* _EXERCISE_
Please reproduce word for word the lines below, starting with the line that contains "Where can you spot the blonde" and going on through the line that contains "pixel 10 94". Give only those lines.

Location identification entries:
* * * * *

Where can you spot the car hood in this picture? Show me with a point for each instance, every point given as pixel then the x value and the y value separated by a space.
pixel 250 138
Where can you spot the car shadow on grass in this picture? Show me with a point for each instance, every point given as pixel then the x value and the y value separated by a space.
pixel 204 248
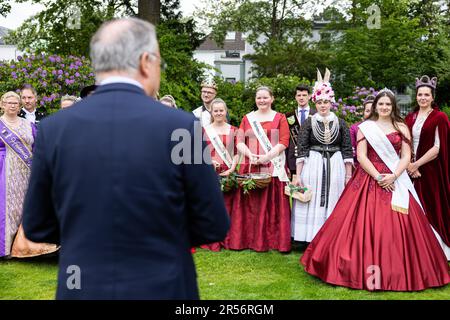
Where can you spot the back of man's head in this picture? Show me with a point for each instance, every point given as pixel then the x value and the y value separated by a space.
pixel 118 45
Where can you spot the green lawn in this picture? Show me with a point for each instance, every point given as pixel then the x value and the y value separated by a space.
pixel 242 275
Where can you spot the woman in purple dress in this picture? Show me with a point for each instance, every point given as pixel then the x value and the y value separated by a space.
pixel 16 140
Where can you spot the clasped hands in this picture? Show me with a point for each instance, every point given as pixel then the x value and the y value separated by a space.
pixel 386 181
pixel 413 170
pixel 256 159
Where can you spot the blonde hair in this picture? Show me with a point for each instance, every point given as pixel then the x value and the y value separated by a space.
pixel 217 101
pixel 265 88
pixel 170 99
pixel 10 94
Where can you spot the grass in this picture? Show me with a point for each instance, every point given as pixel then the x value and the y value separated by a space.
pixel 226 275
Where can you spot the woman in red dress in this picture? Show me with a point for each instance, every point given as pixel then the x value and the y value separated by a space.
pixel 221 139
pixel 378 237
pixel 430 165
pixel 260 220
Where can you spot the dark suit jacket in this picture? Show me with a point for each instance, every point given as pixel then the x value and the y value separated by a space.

* * * * *

* _RESULT_
Where can you spot the blonde hair in this picture? Show me with a point for each instance, every point given as pixel then the x value and the y value separated by a space.
pixel 217 101
pixel 265 88
pixel 170 99
pixel 10 94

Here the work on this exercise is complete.